*Aim of the exercise*
Rewrite the lines from the one containing "Note: mark the man's" to the one containing "pixel 224 783" as a numbered list, leaving out any blank lines.

□ □ □ □ □

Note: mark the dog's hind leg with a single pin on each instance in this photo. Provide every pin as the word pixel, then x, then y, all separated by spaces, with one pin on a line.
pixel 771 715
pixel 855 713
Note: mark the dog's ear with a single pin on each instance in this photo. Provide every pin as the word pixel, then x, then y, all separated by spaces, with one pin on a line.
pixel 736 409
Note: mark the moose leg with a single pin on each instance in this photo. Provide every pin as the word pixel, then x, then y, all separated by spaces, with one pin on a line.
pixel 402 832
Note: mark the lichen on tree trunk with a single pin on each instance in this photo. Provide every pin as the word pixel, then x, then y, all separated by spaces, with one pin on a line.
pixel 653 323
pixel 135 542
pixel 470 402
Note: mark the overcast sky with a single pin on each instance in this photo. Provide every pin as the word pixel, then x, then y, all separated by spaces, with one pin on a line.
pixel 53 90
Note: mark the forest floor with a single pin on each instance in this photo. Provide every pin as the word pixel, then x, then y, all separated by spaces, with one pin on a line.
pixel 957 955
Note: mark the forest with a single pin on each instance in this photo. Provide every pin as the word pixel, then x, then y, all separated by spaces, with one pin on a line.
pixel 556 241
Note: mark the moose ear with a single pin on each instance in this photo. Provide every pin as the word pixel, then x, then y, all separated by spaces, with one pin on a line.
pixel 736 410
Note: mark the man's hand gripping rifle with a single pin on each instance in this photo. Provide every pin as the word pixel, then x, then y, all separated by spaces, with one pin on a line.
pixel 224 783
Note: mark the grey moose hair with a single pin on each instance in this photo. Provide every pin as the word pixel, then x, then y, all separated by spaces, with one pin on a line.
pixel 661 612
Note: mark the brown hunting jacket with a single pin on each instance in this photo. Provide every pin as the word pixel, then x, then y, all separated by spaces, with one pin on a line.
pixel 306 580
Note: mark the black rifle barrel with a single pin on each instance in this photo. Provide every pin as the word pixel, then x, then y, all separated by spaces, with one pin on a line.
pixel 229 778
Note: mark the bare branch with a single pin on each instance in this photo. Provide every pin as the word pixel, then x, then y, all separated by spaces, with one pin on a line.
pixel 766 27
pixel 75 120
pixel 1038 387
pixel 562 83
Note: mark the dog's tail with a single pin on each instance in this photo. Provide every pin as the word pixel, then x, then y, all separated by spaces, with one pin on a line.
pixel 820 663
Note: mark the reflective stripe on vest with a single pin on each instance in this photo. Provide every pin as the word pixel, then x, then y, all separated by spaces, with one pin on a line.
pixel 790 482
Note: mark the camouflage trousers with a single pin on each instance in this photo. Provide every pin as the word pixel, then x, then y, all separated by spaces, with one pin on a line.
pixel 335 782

□ □ □ □ □

*In response*
1. Note: mark the man's hand gripping rifle with a single pin on each instance in this photo. Provide every pin as the word pixel, then x, then y, all separated by spaces, with one pin on a line.
2. pixel 224 783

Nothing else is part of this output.